■ Given request
How many lines in the rows below contain the string "window"? Reply with the number alone.

-- begin --

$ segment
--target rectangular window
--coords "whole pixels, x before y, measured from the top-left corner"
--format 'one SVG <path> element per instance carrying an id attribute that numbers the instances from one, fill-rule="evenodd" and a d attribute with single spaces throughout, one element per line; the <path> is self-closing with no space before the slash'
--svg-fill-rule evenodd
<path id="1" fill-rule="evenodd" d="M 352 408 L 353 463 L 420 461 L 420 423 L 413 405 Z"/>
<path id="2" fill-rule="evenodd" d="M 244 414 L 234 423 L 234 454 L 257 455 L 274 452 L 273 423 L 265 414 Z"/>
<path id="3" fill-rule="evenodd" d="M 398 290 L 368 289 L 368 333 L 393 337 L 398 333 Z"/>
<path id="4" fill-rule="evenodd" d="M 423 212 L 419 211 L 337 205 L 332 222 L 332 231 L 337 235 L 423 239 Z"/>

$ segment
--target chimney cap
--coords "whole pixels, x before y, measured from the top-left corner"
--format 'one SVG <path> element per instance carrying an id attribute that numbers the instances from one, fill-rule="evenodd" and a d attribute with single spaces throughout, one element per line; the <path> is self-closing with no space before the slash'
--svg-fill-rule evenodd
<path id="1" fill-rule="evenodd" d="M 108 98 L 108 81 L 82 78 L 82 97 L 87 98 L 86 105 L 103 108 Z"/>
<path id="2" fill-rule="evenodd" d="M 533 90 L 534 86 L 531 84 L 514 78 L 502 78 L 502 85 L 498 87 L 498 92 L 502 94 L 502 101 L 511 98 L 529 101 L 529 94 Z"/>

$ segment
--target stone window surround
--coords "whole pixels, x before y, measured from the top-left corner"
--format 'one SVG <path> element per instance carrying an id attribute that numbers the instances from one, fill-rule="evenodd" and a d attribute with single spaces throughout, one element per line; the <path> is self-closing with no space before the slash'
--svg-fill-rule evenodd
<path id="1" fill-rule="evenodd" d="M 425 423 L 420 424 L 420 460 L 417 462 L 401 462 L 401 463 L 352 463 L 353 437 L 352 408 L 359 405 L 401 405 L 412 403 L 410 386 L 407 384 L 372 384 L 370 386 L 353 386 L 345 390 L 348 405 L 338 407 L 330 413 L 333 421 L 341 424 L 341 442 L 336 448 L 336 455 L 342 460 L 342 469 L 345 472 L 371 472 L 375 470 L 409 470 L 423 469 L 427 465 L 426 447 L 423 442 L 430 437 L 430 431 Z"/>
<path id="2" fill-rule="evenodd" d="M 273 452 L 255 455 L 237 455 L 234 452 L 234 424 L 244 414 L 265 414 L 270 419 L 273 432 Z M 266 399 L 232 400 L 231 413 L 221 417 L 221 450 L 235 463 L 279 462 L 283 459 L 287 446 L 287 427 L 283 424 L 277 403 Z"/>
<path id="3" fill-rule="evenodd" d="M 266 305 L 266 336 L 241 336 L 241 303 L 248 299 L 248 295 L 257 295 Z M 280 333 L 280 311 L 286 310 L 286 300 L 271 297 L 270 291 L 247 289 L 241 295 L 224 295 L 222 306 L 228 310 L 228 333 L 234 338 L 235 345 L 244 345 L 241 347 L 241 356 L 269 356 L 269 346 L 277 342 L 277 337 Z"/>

-- end --

■ The completed task
2